Istruzione data: Ricopia fedelmente dal testo sul concerto di Hozier il tratto che va da "Quando è il" fino a "il suo stile.".

Documento di partenza:
*****

Sull’R&B misto al blues bello e selvaggio di To Be Alone rimbomba tutto, a colpi di “It feels good” cadenzati, urlati verso il palco e verso il cielo. Dinner & Diatribes viene di conseguenza, senza interruzioni e in modo naturale. Le canzoni dei precedenti album lasciano il posto a Francesca, ultimo singolo uscito lo scorso maggio. Hozier la introduce con una lunga presentazione, interrotta più volte da grida entusiastiche. A scatenarle potrebbe essere l’italianità che caratterizza il brano, ispirato al quinto canto dell’Inferno dantesco, o anche il rimando a una delle storie d’amore più romantiche della letteratura, quella di Paolo e Francesca appunto, uno degli episodi più belli e conosciuti della Divina Commedia. La verità, forse anche più semplice, è che Francesca è una canzone stupenda, struggente e trascinante, con un testo ricco e quella scrittura che caratterizza tanti dei testi del cantante irlandese, ricchi e stratificati. Ed è per questo che è stata accolta con una ovazione.

Quando è il momento di Like Real People Do, Hozier invita Victoria a risalire sul palco. I due si stimano, forse sono amici, si sono citati più volte a vicenda e ringraziati durante le loro esibizioni. Cantano insieme questa cullante canzone dalle sonorità tra folk e gospel, e si vede che sono felici di farlo. Unknown/Nth arriva subito dopo ed è uno dei momenti in cui si può godere ancora di più della sua voce, per l’anima che si sente dentro, per la destrezza nell’usarla, per l’essere così accattivante dentro i ritmi caldi che caratterizzano il suo stile.

*****

Righe fornite:

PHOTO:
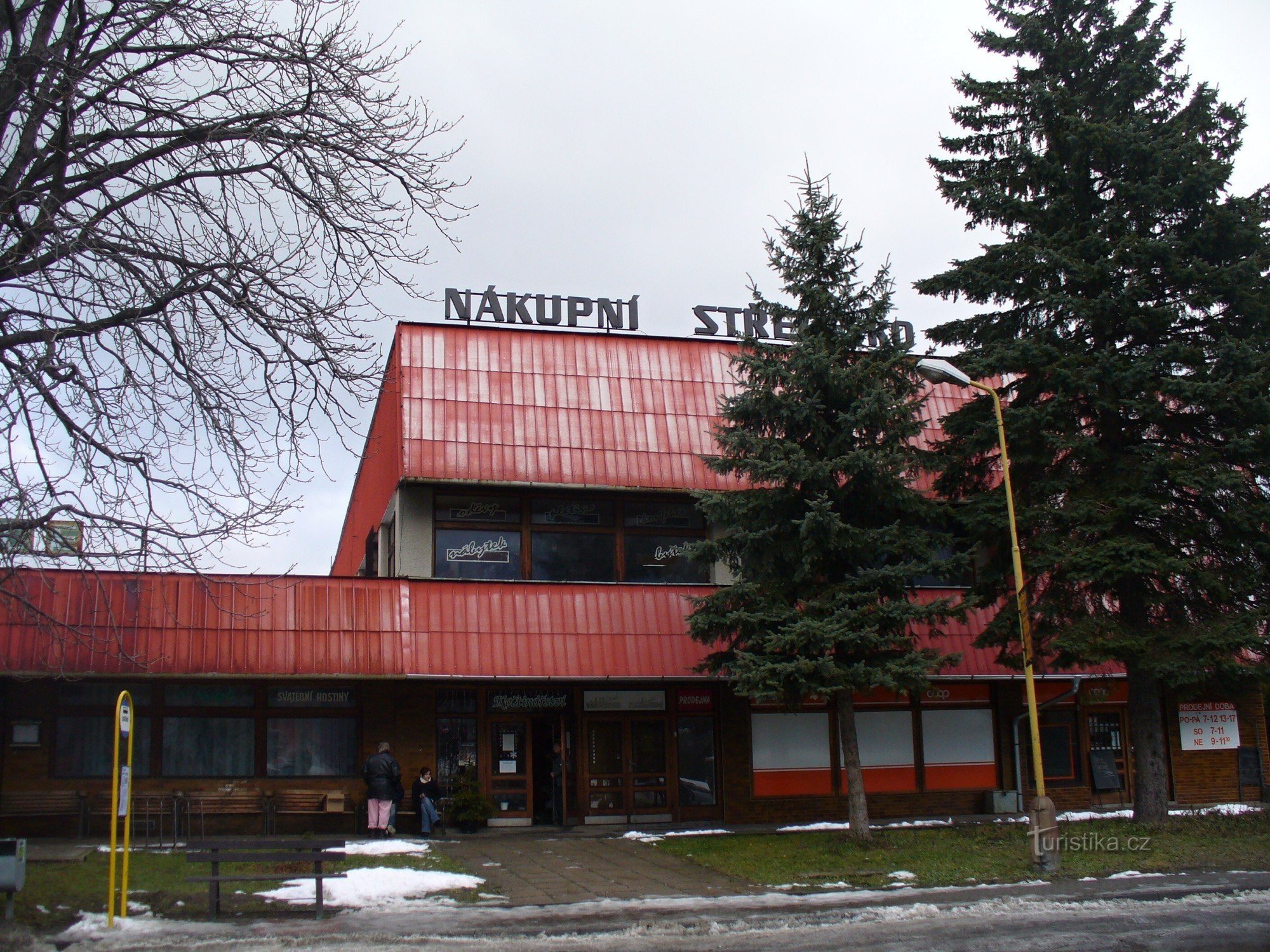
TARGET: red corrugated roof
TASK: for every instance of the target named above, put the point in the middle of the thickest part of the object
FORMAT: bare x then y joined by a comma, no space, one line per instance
515,407
167,624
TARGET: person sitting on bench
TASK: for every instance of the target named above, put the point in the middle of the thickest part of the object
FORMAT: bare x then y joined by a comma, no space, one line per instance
426,793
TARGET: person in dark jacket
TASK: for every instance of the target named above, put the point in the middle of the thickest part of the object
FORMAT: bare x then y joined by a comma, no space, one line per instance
383,776
426,793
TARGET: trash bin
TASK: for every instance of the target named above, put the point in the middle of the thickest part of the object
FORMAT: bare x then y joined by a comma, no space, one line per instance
13,871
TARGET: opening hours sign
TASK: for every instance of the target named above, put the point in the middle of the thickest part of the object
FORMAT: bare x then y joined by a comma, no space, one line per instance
1212,725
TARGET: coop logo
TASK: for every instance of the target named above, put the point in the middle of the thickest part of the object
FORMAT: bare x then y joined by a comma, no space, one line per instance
573,513
667,553
490,552
479,511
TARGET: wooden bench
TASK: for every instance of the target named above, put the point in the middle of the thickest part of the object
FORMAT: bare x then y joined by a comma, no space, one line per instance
224,803
307,803
48,803
258,850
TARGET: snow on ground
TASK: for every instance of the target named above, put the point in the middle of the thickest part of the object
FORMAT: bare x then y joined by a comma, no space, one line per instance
375,888
385,847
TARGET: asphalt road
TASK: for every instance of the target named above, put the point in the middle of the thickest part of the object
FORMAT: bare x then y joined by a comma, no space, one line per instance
1229,913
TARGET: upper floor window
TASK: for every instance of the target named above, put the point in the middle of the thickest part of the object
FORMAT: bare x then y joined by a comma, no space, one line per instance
567,539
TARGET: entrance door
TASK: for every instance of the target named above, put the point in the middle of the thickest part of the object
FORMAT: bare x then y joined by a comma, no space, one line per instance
511,774
627,770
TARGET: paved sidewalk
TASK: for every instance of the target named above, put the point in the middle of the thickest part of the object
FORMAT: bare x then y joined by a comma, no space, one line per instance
549,868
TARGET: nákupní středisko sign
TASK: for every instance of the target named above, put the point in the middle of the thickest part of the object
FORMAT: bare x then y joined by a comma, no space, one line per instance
614,314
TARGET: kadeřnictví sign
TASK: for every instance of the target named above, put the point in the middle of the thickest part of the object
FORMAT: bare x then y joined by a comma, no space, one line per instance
614,314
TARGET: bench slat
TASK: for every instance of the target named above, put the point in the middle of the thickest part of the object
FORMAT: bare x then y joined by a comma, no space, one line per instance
269,843
265,879
265,857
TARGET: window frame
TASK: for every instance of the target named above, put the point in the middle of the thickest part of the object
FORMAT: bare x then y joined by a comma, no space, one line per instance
528,527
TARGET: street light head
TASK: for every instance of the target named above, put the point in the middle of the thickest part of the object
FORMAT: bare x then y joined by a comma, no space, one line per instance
938,371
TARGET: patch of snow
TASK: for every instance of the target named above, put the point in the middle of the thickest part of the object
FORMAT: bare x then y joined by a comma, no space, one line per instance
385,847
815,828
375,888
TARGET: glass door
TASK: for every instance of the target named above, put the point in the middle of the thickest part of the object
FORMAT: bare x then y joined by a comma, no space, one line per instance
606,780
648,771
510,771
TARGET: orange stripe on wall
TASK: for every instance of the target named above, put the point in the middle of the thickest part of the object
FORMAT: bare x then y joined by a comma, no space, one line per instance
887,780
793,784
961,777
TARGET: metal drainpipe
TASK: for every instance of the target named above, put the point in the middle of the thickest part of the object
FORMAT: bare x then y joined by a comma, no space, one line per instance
1019,774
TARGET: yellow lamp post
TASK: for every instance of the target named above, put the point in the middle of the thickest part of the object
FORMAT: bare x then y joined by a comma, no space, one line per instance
1043,822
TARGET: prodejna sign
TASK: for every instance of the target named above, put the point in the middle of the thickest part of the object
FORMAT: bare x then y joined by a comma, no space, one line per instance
559,312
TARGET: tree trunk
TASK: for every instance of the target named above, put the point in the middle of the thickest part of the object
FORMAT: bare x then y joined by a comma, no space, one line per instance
1147,732
858,808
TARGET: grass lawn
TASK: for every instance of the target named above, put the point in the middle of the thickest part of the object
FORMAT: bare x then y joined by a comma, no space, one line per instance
961,856
158,880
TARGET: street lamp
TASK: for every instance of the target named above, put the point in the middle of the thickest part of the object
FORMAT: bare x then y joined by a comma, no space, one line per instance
1043,821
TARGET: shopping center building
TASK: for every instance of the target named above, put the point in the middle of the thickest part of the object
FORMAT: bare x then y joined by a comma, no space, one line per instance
511,576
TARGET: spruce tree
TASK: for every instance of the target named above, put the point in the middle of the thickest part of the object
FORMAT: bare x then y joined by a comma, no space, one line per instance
1128,299
829,534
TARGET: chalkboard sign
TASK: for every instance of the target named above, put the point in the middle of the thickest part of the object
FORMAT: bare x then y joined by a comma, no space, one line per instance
1103,771
1250,767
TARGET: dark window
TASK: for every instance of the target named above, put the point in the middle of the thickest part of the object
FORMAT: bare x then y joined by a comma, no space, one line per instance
573,557
572,512
84,746
457,751
664,559
312,747
662,516
209,747
210,696
457,701
478,554
373,554
491,510
697,762
1059,747
96,694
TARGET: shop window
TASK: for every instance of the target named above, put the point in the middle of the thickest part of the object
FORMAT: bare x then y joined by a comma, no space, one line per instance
886,741
664,559
662,516
478,508
1060,747
83,747
572,512
478,554
96,694
457,701
791,755
457,747
312,747
210,696
209,747
573,557
697,747
958,750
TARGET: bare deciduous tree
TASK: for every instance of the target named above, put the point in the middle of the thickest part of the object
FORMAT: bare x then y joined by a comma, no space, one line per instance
197,199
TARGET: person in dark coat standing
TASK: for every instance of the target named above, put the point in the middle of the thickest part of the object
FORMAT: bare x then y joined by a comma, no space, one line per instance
383,776
426,793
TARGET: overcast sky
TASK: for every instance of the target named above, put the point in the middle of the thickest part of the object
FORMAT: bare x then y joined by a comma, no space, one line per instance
622,149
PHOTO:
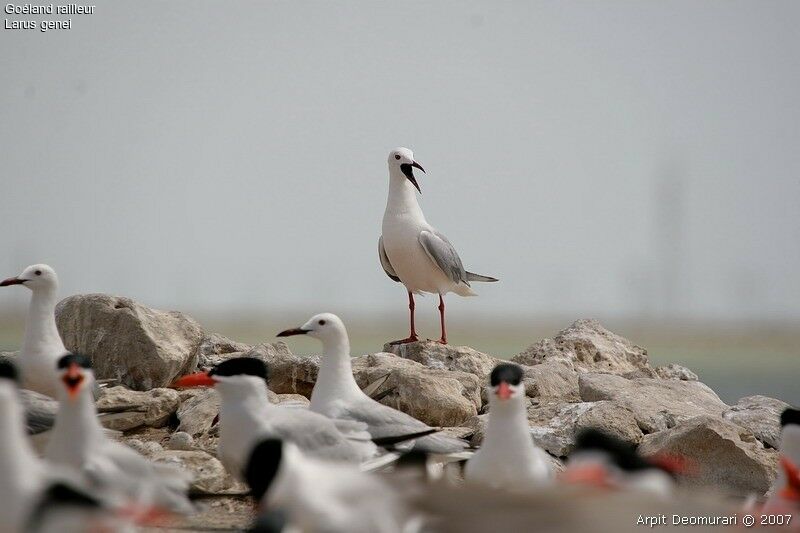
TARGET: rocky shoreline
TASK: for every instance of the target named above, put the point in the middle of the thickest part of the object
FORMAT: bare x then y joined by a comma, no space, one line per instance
584,376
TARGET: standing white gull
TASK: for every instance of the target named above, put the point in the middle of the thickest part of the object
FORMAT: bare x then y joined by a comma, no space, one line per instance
337,395
411,251
508,458
246,417
42,345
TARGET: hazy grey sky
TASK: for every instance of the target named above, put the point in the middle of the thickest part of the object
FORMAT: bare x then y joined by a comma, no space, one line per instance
601,158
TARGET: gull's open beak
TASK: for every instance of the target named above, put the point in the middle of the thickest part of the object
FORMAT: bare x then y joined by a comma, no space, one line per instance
503,391
198,379
73,379
293,331
407,170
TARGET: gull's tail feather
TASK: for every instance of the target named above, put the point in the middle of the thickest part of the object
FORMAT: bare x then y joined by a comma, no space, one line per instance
471,276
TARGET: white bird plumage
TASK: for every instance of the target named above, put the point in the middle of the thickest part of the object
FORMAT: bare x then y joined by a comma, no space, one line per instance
337,395
413,252
42,345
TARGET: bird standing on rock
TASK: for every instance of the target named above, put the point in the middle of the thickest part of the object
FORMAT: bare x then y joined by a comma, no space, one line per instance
337,395
411,251
42,345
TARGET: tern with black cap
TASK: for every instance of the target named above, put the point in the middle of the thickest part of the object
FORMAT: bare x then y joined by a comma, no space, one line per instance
247,416
42,344
79,441
411,251
508,457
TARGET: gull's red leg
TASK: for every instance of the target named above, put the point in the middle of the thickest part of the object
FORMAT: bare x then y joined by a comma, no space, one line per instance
443,340
413,336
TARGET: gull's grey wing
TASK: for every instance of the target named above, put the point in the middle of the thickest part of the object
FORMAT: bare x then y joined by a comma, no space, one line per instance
387,266
321,436
443,253
384,421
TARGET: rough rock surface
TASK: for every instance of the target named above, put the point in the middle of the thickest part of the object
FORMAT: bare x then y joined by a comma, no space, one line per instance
141,347
210,476
761,415
197,412
445,357
723,454
437,397
676,371
288,373
590,347
216,348
129,409
656,404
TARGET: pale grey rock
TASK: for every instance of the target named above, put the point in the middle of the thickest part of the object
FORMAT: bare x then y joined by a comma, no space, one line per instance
446,357
209,475
436,397
143,348
657,404
589,347
761,415
180,440
128,409
147,448
216,348
551,380
676,371
724,455
197,413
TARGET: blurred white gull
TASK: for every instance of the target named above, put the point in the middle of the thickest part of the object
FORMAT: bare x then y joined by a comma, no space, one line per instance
337,395
247,417
318,495
42,345
411,251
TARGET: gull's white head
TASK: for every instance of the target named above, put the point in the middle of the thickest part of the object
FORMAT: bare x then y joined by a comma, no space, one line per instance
506,384
34,277
402,165
324,326
76,375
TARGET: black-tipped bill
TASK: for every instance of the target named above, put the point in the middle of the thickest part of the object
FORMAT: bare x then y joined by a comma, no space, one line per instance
409,172
293,331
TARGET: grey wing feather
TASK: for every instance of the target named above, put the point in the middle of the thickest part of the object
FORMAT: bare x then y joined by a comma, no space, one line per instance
387,266
443,253
384,421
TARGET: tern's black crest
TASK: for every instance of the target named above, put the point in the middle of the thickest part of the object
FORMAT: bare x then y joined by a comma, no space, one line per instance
507,373
8,371
621,453
239,366
265,459
80,360
790,416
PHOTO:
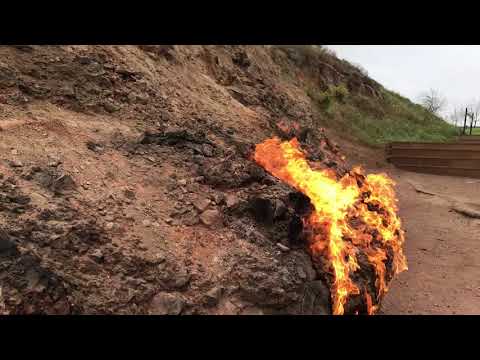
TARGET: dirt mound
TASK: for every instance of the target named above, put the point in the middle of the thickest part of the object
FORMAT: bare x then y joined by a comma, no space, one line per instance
128,184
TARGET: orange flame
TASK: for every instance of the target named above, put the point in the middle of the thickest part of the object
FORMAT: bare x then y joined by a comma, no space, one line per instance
335,201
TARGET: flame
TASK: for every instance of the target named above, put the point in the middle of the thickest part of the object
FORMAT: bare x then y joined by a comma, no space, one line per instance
368,199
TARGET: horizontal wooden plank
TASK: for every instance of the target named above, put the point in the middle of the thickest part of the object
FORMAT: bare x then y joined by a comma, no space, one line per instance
443,162
435,146
432,153
443,171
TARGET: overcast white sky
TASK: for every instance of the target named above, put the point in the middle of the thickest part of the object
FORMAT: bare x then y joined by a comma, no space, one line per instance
410,69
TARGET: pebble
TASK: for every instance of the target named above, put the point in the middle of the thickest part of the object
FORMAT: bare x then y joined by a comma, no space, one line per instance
15,163
201,203
283,247
210,217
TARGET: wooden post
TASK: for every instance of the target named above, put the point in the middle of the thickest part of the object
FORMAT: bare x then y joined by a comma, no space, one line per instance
471,123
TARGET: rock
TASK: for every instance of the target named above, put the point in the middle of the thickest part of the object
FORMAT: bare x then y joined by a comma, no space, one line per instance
201,203
190,218
5,241
110,107
231,200
63,183
211,218
167,304
316,299
283,247
97,255
301,273
218,198
213,296
280,209
15,163
263,210
207,150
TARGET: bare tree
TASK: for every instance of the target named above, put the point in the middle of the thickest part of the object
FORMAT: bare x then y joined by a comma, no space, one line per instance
433,101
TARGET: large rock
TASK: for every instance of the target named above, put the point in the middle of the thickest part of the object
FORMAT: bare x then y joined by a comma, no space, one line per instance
211,218
6,242
167,304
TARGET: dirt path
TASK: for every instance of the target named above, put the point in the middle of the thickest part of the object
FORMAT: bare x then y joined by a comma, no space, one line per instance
442,248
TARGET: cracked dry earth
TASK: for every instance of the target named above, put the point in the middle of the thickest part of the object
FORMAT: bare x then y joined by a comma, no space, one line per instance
441,248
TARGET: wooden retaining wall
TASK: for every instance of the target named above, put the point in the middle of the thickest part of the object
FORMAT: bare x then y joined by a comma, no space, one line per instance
460,158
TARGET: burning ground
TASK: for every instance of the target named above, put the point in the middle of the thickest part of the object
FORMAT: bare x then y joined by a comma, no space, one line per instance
138,181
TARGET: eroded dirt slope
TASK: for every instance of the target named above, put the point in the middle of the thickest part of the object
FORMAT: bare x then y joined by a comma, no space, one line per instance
126,184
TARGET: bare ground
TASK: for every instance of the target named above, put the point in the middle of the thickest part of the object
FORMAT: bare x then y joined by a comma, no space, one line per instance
441,248
441,244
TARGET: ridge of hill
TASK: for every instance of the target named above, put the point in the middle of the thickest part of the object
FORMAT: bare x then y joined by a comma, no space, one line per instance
126,184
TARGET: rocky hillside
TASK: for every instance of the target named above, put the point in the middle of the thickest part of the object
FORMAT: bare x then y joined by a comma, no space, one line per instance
126,180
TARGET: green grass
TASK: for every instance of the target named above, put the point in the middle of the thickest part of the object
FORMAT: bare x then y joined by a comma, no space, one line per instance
376,121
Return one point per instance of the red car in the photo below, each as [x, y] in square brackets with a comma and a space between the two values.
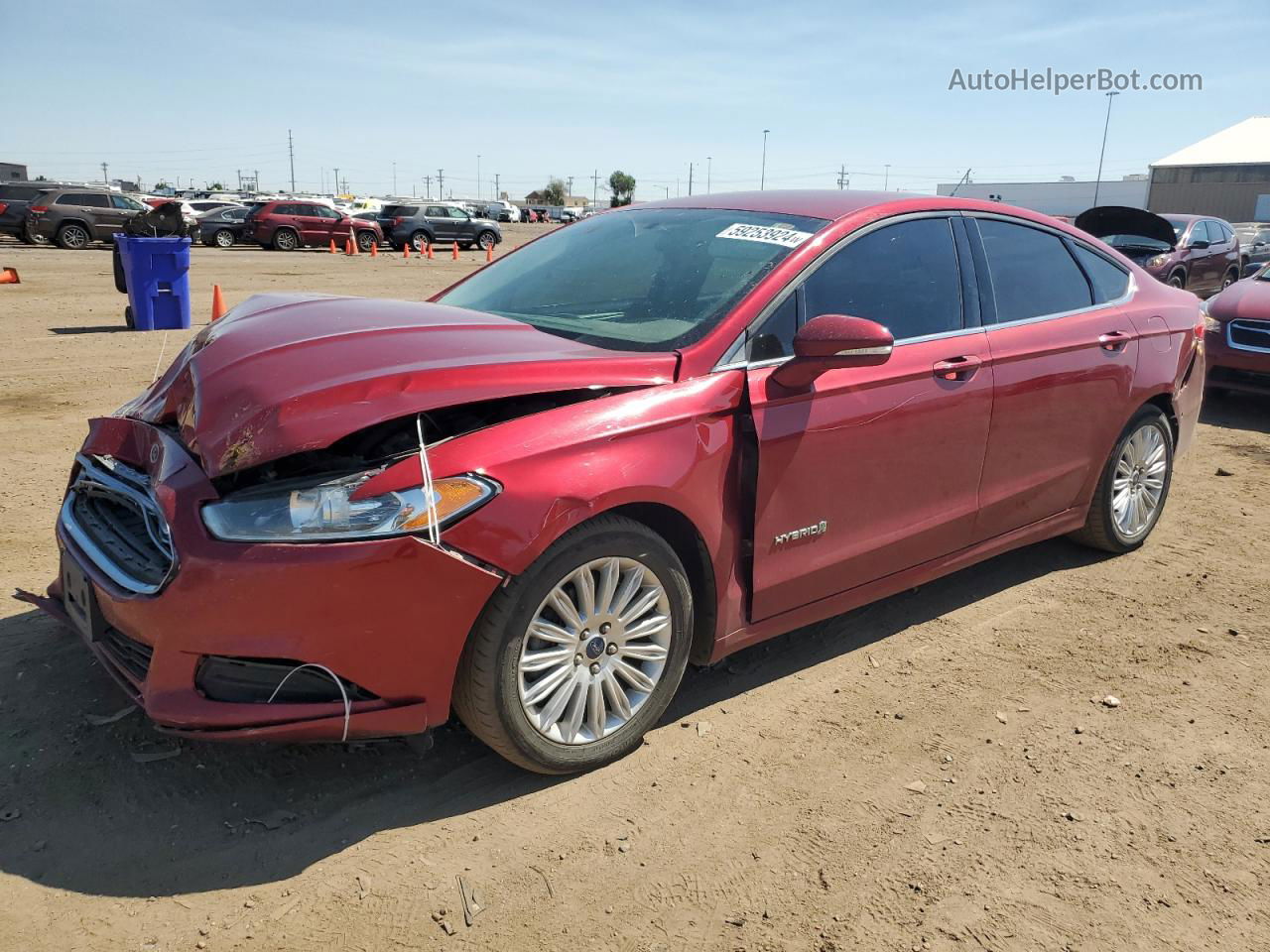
[656, 436]
[1238, 335]
[290, 223]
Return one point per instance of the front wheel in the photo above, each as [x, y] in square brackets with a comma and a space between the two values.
[1134, 485]
[574, 660]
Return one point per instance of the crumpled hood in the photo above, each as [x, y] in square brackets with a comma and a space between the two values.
[285, 373]
[1120, 220]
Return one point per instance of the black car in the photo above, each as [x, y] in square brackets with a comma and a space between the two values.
[1254, 244]
[222, 227]
[436, 222]
[14, 199]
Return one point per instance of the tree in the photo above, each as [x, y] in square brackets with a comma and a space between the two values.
[622, 186]
[554, 193]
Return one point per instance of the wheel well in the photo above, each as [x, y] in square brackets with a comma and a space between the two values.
[683, 536]
[1165, 404]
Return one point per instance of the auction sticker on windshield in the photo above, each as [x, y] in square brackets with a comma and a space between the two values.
[766, 234]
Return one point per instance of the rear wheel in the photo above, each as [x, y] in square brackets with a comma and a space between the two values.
[286, 240]
[574, 660]
[72, 238]
[1134, 485]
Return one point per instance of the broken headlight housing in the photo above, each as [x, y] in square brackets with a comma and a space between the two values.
[302, 511]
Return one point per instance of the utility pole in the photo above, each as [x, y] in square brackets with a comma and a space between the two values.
[762, 175]
[1097, 181]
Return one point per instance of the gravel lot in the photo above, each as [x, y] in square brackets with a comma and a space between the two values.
[934, 772]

*****

Risposta qui sotto:
Quando è il momento di Like Real People Do, Hozier invita Victoria a risalire sul palco. I due si stimano, forse sono amici, si sono citati più volte a vicenda e ringraziati durante le loro esibizioni. Cantano insieme questa cullante canzone dalle sonorità tra folk e gospel, e si vede che sono felici di farlo. Unknown/Nth arriva subito dopo ed è uno dei momenti in cui si può godere ancora di più della sua voce, per l’anima che si sente dentro, per la destrezza nell’usarla, per l’essere così accattivante dentro i ritmi caldi che caratterizzano il suo stile.